- [GIVEN REQUEST A]
Do the following statements agree with the BABIP text? Answer yes or no for each, and quote the deciding words of the text exactly. (i) Home runs and strikeouts are left out of BABIP. (ii) A foul grounder counts toward BABIP. (iii) The 2006 National League top 20 in BABIP was taken from Baseball Prospectus.

- [TEXT]
..........
Anyone can look at a stat page or box scores or a website and easily find the hitters today or from days past that are the elite, the ones who always hit .320, or always hit 40 homeruns, or always have .550 slugging percentages, for example. But harder to figure out is why some players can have stat lines of .283/.388/.557 with 35 HR and 101 RBI one year, and then put up .235/.396/.463 with 23/58 numbers the next (thank you 2005-2006 Morgan Ensberg for the example). Or why some players will be phenomanal for one season and then mediocre the next two, and then be great again, but then regress back to more pedestrian numbers.
In the past four or five years, the statistic of Batting Average on Balls in Play (or BABIP) has been looked at as a key indicator of consistent (or nonconsistent) offensive performance. Essentially, the definition of BABIP is just what it sounds like, it is the batting average of every ball a batter puts into “play” on the field. So, home runs, and strikeouts are not counted in this stat. The formula is (H-HR)/(AB-K-HR). Foul balls that are “play”able are also counted. So, a foul grounder is not included, but a pop foul caught by the third baseman is. A BABIP of about .288 to .290 is considered average according to most sources I have found. The Hardball Times and Baseball Prospectus both have good definitions and explanations or you can just click the Stats Glossary link above.
The thing I like about BABIP is that it is not dependent upon any other statistic other than making contact with the ball. It can be looked at before you measure anything else about the at bat. Everything from RBIs to doubles to runs scored to stolen bases happen after BABIP. It’s like saying, “let’s see how good you are at producing by putting the ball in play, then we’ll talk.”
Anyway, here are the top 20 in BABIP for the National League in 2006 taken from The Hardball Times:
Looking closer at this top 20 list from ‘06 list, I see eleven that are producing at about the level you would expect this year (Cabrera, Holliday, Hawpe, Utley, Ramirez, Gonzalez, Bay, Lo Duca, Taveras, Freel, Tracy), one who is extremely over-producing (Jenkins), and one who is one the DL (Roberts). From this, you have seven left who are legitimately struggling or having an “off-year” at least by their past accomplishments. A few can be attributed to minor injury, but I want to examine that group.
Freddy Sanchez - 2006 numbers - .344/.378/.473:
Sanchez was injured to start this year, causing him to miss a few games the first week. But, since then, what has happened to last year’s batting champ? His numbers this year only show a .262/.298/.311 line, plus a BABIP of only .308. This case is actually one of the easiest to decipher. For a line drive hitter who never hits homeruns, all of his hits are in play. And when your BABIP is 80 to 90 points above league average, a lot of regression should be expected the next year.
..........
- [GIVEN REQUEST B]
Can you copy, line for line and unchanged, the part of the entries that opens with the line containing "For the evaluation set, tag every instance of the stone" and closes with the line containing "[[299, 84]]", including both of those lines?
..........
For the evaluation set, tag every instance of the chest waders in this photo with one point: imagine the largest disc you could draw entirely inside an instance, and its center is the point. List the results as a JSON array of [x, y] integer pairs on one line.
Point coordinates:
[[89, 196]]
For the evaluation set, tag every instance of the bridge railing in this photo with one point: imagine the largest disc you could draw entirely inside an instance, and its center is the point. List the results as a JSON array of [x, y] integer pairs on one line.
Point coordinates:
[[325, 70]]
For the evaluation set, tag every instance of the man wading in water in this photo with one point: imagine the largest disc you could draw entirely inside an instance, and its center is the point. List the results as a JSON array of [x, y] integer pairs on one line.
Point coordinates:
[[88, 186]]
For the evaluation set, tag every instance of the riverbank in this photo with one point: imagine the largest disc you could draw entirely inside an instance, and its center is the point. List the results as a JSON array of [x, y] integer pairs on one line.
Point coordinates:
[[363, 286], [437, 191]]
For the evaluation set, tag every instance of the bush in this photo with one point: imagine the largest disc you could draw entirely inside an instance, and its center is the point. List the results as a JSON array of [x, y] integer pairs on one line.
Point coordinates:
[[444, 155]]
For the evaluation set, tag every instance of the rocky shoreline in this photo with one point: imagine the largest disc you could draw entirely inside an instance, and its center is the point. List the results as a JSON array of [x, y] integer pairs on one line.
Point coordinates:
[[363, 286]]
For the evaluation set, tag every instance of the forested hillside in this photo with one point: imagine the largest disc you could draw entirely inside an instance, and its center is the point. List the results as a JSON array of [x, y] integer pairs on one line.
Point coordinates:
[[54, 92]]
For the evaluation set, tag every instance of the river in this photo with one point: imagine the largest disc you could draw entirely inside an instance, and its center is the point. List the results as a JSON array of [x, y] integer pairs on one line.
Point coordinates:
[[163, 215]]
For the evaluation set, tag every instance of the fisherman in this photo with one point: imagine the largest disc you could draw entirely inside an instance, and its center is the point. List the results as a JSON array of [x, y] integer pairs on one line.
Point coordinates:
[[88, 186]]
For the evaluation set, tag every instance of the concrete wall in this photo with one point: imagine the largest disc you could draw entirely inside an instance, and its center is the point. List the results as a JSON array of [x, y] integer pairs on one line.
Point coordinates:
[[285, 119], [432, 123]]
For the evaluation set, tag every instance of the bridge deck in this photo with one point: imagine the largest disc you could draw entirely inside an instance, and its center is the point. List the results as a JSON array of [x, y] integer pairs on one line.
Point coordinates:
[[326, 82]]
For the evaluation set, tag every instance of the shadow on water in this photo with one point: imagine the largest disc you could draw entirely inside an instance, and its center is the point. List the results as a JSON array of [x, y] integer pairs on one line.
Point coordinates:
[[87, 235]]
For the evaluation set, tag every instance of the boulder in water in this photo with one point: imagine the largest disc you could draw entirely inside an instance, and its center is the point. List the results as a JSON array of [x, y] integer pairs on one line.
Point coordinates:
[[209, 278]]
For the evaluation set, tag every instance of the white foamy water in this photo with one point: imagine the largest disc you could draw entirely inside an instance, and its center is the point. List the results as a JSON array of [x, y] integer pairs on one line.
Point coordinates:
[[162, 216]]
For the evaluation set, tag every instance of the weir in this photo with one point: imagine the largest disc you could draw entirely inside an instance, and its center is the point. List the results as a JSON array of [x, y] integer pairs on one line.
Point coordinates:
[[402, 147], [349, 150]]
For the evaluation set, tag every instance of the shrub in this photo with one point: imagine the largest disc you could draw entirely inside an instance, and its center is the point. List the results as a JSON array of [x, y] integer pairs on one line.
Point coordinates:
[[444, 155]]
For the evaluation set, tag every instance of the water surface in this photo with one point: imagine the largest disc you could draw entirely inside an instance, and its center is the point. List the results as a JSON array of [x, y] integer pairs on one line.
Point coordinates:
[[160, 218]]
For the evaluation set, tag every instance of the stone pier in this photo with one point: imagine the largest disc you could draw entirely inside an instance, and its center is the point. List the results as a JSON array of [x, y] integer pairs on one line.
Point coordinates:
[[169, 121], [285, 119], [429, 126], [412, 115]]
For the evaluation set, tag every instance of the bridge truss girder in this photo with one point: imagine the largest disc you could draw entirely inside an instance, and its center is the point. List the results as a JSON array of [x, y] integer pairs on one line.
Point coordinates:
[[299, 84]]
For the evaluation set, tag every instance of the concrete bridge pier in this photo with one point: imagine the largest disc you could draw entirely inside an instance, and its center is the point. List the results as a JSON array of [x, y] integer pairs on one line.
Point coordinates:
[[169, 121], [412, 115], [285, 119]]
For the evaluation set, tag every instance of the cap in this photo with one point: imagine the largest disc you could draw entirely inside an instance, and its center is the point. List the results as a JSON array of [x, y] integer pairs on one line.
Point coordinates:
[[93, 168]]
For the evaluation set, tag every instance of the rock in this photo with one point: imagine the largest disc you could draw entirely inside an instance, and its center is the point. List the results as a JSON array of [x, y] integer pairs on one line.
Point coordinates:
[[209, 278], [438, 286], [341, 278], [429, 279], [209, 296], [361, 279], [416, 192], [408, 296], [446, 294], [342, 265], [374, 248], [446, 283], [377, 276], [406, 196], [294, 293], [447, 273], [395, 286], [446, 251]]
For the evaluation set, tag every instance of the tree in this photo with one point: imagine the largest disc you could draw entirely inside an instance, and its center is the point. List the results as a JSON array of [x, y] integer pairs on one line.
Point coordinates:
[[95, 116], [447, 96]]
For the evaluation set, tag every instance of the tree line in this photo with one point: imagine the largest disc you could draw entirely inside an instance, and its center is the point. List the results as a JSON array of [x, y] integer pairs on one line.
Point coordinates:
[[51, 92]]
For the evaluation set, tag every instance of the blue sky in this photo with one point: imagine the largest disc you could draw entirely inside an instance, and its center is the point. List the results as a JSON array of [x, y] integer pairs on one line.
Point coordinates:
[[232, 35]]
..........
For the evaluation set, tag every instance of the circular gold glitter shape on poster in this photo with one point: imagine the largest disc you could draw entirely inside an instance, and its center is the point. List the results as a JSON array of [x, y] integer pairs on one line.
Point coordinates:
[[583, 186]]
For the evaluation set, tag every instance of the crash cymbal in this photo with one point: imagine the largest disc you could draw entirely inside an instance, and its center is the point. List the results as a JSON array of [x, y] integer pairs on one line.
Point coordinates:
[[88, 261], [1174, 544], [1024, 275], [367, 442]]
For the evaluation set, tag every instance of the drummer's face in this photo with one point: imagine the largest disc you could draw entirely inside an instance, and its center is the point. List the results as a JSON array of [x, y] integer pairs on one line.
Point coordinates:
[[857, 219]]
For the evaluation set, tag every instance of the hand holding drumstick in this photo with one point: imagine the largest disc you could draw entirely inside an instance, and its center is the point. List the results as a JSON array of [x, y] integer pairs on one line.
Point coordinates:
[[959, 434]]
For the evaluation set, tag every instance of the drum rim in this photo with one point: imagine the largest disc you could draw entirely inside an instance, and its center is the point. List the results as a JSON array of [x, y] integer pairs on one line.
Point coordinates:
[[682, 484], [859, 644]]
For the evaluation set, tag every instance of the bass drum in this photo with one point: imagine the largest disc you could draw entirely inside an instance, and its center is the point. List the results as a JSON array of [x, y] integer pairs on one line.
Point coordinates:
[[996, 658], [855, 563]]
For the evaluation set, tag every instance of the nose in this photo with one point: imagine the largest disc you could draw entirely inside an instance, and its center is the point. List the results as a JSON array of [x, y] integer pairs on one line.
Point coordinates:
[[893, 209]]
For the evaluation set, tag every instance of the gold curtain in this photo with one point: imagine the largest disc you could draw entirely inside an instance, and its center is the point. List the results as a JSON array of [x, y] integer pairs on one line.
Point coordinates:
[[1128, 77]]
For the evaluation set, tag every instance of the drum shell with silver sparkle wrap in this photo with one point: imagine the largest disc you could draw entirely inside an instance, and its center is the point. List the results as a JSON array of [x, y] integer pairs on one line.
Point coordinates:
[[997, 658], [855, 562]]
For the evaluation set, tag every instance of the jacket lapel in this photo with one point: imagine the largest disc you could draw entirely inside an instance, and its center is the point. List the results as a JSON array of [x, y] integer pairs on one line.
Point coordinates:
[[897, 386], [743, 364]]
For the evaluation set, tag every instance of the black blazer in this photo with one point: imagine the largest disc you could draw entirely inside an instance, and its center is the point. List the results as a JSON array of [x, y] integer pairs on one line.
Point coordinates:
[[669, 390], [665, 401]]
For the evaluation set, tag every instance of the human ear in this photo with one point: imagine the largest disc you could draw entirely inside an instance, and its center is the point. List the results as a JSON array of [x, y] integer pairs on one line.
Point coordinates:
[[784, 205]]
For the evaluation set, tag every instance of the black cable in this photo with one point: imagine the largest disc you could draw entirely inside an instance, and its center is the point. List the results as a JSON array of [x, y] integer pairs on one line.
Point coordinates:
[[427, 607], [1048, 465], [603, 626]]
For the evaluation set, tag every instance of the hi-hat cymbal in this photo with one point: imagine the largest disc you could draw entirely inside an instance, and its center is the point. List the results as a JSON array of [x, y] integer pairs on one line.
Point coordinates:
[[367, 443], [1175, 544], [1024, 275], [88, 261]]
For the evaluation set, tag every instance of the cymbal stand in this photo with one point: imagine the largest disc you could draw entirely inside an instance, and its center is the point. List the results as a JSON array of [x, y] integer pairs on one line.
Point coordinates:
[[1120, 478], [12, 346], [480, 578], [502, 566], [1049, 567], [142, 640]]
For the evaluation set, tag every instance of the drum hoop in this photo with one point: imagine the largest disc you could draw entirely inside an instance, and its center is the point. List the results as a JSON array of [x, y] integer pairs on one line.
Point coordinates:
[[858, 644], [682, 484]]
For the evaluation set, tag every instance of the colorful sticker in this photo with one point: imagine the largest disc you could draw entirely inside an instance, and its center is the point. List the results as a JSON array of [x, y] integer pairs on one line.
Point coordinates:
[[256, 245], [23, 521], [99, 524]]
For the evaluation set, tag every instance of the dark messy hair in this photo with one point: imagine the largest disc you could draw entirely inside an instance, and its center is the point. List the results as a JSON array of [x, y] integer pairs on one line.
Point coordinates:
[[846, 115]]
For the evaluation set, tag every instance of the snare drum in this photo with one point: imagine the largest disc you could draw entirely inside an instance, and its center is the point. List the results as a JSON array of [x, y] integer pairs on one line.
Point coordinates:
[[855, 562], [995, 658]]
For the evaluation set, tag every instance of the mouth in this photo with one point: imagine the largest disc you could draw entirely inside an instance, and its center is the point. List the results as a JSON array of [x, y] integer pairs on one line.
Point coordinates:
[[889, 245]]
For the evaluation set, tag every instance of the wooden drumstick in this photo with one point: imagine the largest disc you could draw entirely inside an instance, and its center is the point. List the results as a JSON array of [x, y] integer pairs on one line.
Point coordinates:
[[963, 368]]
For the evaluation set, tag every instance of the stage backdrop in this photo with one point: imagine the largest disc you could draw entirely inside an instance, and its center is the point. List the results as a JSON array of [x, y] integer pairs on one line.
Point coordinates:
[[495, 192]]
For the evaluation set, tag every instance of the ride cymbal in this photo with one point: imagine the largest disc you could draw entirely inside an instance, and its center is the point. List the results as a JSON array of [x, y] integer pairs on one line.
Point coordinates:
..........
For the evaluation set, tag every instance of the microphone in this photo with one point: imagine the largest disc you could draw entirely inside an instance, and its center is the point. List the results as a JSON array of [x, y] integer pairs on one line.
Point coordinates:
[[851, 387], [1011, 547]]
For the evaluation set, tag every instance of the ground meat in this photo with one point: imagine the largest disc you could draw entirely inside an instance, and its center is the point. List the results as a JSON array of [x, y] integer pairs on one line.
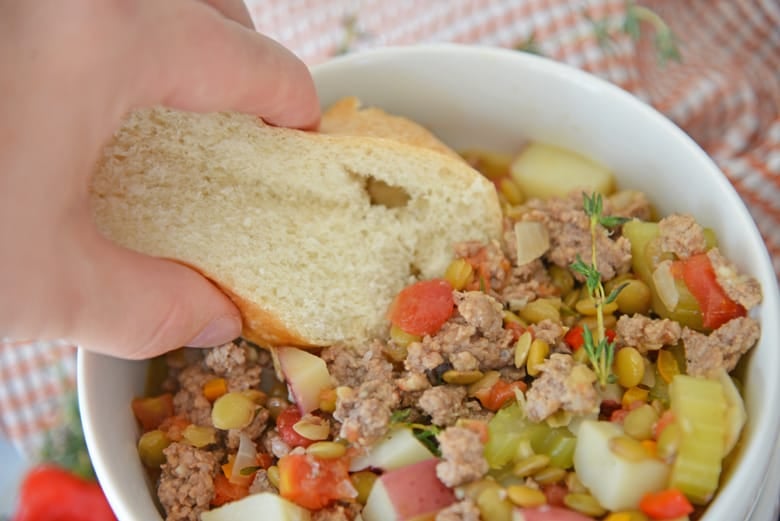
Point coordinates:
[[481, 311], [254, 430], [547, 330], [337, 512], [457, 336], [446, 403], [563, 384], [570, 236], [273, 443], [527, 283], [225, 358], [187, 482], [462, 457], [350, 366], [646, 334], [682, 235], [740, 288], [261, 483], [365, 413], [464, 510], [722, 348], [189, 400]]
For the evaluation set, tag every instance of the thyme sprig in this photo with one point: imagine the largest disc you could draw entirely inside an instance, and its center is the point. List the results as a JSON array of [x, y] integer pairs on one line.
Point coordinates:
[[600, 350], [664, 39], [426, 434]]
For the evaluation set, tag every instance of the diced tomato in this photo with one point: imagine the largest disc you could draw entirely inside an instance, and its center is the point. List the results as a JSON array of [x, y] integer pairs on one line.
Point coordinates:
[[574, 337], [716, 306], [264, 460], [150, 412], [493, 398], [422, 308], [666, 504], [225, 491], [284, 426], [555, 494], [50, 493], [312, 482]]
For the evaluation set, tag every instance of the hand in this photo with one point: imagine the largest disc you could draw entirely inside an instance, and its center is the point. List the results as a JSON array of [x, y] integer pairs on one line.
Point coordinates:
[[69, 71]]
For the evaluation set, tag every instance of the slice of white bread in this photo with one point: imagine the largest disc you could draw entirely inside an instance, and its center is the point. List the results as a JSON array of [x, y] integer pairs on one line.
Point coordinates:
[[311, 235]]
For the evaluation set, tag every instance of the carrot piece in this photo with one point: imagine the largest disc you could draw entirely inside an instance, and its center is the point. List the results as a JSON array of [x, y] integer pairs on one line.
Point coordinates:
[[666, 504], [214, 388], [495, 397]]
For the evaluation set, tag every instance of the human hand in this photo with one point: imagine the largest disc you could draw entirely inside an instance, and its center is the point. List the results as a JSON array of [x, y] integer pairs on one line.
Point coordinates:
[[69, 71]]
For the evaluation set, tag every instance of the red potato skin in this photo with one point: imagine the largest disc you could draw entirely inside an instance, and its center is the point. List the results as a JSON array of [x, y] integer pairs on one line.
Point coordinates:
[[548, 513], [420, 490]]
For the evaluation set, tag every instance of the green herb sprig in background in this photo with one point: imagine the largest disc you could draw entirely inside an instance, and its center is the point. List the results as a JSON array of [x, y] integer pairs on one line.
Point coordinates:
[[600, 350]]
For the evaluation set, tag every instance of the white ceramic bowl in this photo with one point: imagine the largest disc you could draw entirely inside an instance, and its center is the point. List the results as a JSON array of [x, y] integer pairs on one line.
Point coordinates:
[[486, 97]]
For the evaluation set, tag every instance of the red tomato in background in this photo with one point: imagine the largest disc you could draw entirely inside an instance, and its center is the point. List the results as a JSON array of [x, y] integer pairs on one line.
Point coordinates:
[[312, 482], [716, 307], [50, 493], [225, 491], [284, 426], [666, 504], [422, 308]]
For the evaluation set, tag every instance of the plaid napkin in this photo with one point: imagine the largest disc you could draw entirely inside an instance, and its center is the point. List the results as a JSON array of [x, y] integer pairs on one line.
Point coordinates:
..........
- [FINAL ANSWER A]
(i) Yes: "So, home runs, and strikeouts are not counted in this stat."
(ii) No: "So, a foul grounder is not included, but a pop foul caught by the third baseman is."
(iii) No: "here are the top 20 in BABIP for the National League in 2006 taken from The Hardball Times"

- [FINAL ANSWER B]
For the evaluation set, tag every instance of the stone pier in this photo with one point: imagine the largest disc you could draw entirely inside an instance, and its center is the point. List the results as a JSON array of [x, y] integer pairs on one line.
Point coordinates:
[[169, 121], [285, 119], [429, 126], [412, 115]]
For the evaluation set, tag every instance of the bridge truss girder in this photo with one point: imagine the largest disc you could draw entirely inside an instance, and its center is the point. List the results as a JSON array of [x, y] integer pairs on one line.
Point coordinates:
[[299, 84]]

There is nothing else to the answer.